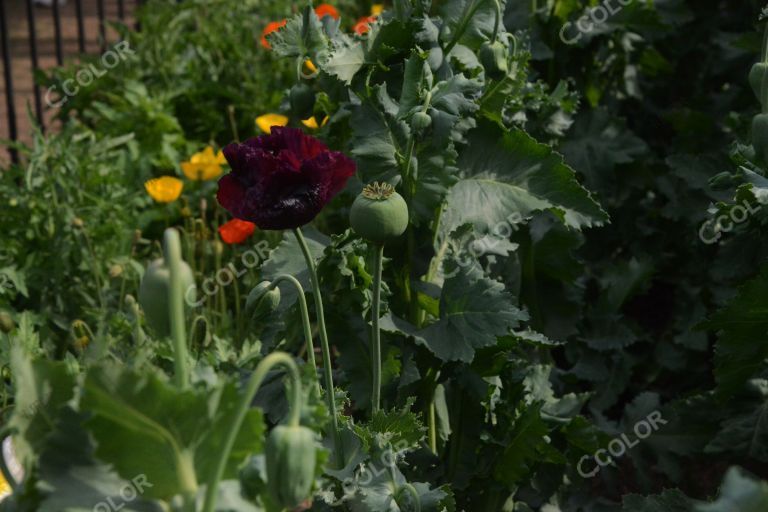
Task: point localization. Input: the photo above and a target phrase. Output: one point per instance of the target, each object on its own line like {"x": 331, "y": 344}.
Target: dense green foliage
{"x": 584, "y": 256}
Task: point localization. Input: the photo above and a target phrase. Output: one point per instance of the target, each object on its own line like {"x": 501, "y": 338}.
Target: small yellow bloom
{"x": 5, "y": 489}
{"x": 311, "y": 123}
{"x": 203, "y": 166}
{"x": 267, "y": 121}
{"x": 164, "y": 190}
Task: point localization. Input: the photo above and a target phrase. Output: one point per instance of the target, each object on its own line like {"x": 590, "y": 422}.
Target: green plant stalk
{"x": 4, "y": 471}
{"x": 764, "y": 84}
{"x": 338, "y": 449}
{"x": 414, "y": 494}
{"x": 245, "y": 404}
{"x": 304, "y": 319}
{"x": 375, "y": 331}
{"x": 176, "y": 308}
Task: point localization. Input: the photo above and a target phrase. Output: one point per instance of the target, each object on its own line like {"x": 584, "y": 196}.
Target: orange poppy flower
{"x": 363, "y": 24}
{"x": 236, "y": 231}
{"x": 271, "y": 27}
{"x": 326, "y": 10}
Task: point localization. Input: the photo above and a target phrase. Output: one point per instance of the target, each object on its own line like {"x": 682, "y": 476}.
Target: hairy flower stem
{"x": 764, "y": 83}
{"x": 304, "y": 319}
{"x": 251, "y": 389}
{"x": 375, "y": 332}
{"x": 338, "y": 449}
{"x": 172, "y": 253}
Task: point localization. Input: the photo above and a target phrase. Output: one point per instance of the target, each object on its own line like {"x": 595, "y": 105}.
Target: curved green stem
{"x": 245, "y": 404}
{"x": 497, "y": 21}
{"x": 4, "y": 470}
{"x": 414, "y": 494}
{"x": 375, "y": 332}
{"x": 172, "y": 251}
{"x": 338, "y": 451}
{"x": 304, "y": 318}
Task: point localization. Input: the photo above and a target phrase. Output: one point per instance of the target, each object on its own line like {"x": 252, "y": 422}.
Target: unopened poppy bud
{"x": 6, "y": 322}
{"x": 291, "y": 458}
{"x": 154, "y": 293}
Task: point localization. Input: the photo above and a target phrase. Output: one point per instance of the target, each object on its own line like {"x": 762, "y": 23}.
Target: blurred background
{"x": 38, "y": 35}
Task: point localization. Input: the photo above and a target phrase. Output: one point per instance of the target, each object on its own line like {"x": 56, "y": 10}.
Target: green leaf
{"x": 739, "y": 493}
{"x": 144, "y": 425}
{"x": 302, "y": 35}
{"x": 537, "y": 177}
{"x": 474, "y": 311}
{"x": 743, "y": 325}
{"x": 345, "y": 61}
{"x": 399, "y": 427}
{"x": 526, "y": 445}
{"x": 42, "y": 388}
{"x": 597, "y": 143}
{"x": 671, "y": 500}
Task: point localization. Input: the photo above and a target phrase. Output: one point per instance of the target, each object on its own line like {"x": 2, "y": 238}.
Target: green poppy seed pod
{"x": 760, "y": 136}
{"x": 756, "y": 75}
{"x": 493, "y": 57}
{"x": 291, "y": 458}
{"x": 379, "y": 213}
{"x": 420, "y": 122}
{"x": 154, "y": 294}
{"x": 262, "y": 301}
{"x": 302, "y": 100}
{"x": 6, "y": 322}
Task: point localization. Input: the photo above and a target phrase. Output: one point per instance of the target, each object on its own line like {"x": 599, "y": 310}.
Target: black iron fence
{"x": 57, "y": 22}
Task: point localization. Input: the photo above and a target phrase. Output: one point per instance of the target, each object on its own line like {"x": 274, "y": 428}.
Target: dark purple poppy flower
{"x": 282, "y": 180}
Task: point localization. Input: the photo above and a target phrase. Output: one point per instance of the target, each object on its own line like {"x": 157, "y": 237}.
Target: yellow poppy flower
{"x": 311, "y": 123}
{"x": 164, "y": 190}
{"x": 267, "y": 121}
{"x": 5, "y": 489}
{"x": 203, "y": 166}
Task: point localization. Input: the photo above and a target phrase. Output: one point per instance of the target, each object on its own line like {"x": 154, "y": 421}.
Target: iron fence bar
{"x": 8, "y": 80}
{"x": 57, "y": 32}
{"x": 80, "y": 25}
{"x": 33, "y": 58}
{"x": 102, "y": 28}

_ _ _

__What needs to be done__.
Copy each entry above exactly; drop the pictures.

__Answer below__.
Task: point localization. Input: the photo above and a target phrase. Output: one point per instance of the target, each object on its own line like {"x": 331, "y": 344}.
Target: dense green foliage
{"x": 584, "y": 256}
Task: point localization. Input: the photo above and a target phrase. Output: one point per instance of the target, each object on its own line like {"x": 501, "y": 338}.
Target: small yellow bloom
{"x": 5, "y": 489}
{"x": 311, "y": 123}
{"x": 203, "y": 166}
{"x": 267, "y": 121}
{"x": 164, "y": 190}
Task: point localization. Input: the photo above and a target phrase. Output: one point per instance of the target, each object on its own line like {"x": 590, "y": 422}.
Target: green plant stalk
{"x": 4, "y": 471}
{"x": 764, "y": 84}
{"x": 338, "y": 449}
{"x": 414, "y": 494}
{"x": 245, "y": 404}
{"x": 304, "y": 319}
{"x": 375, "y": 331}
{"x": 176, "y": 308}
Task: point localization. Input: the photo above and a target phrase. Output: one point per instance of the target, each object on its own line like {"x": 584, "y": 196}.
Target: orange poppy flower
{"x": 363, "y": 24}
{"x": 236, "y": 231}
{"x": 271, "y": 27}
{"x": 326, "y": 10}
Task: point localization. Input: the photo above and a target phrase. Output: one point per instance of the target, each object on its own line like {"x": 682, "y": 476}.
Target: hairy flower stem
{"x": 764, "y": 83}
{"x": 304, "y": 319}
{"x": 251, "y": 389}
{"x": 375, "y": 332}
{"x": 338, "y": 449}
{"x": 172, "y": 253}
Task: point localization. Input: the photo above and a target phrase. Output: one point per instance of the target, each object on its own line like {"x": 595, "y": 105}.
Target: curved green stem
{"x": 245, "y": 404}
{"x": 497, "y": 21}
{"x": 4, "y": 470}
{"x": 414, "y": 494}
{"x": 375, "y": 332}
{"x": 172, "y": 251}
{"x": 338, "y": 451}
{"x": 304, "y": 318}
Task: point localization. Input: the photo above and a target phrase. Output: one point per instance of the target, each object on its own line like {"x": 252, "y": 422}.
Target: unopened poppy bud
{"x": 6, "y": 322}
{"x": 291, "y": 458}
{"x": 154, "y": 293}
Task: point localization. Input: the photo above and a target phrase. Output: one point per instance of the target, each object on its own line like {"x": 762, "y": 23}.
Target: blurred background
{"x": 38, "y": 35}
Task: point localization. Input: the photo above and a target phrase. Output: one point per instance of the target, each object on its own line like {"x": 56, "y": 10}.
Target: green leaf
{"x": 739, "y": 493}
{"x": 144, "y": 425}
{"x": 302, "y": 35}
{"x": 537, "y": 177}
{"x": 474, "y": 311}
{"x": 743, "y": 325}
{"x": 345, "y": 61}
{"x": 399, "y": 427}
{"x": 526, "y": 445}
{"x": 42, "y": 388}
{"x": 597, "y": 143}
{"x": 671, "y": 500}
Task: point localization. Input: the photo above and a target phrase. Output: one point per instance of the target, each object on its own line like {"x": 2, "y": 238}.
Target: green poppy seed pod
{"x": 760, "y": 136}
{"x": 756, "y": 75}
{"x": 493, "y": 57}
{"x": 291, "y": 458}
{"x": 379, "y": 213}
{"x": 420, "y": 122}
{"x": 154, "y": 294}
{"x": 262, "y": 301}
{"x": 302, "y": 100}
{"x": 6, "y": 322}
Task: point localization. Input: the photo above and a target phrase. Output: one point per instance of the target, each object on its own line like {"x": 599, "y": 310}.
Target: black iron fence
{"x": 57, "y": 22}
Task: point localization. Input: the photo above and a target phrase. Output: one point per instance of the target, each object on its own line like {"x": 274, "y": 428}.
Target: dark purple poppy flower
{"x": 282, "y": 180}
Task: point localization. Input: the photo above and a target phrase. Output: one point per instance of the target, each object on its own line like {"x": 157, "y": 237}.
Target: yellow poppy flower
{"x": 311, "y": 123}
{"x": 164, "y": 190}
{"x": 267, "y": 121}
{"x": 5, "y": 489}
{"x": 203, "y": 166}
Task: point localization. Input: the photo above and a target phrase. Output: one point per instance of the target, each object on its own line like {"x": 154, "y": 421}.
Target: iron fence bar
{"x": 8, "y": 80}
{"x": 57, "y": 32}
{"x": 80, "y": 25}
{"x": 33, "y": 58}
{"x": 102, "y": 28}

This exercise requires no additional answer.